** What you will do **
Present every line of the data below as a Markdown table with the columns Row and Line, numbering the rows and skipping blank lines. Omit the pictures.

** Input rows **
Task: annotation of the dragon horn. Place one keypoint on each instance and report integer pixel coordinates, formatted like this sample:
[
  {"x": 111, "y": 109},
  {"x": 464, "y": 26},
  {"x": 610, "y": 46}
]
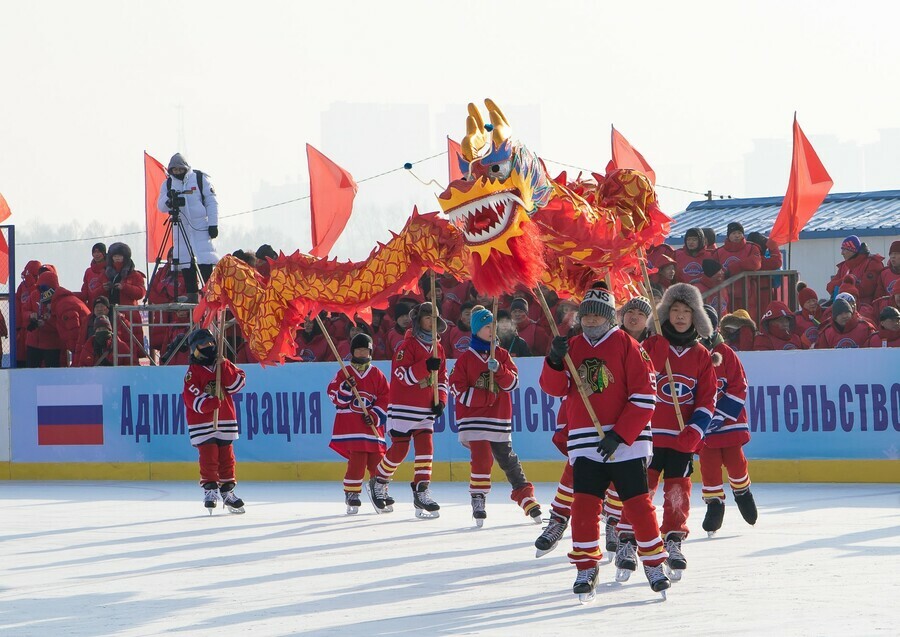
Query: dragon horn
[
  {"x": 475, "y": 139},
  {"x": 498, "y": 120}
]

** Response to this task **
| Row | Line |
|---|---|
| 1 | Task: annotation of the dragon horn. Place one keypoint on each instance and report integer pixel coordinates, formatted like this sample: |
| 2 | [ |
| 3 |   {"x": 111, "y": 109}, |
| 4 |   {"x": 464, "y": 26}, |
| 5 |   {"x": 610, "y": 46} |
| 6 | ] |
| 7 | Query: dragon horn |
| 8 | [ |
| 9 |   {"x": 475, "y": 139}, |
| 10 |   {"x": 498, "y": 120} |
| 11 | ] |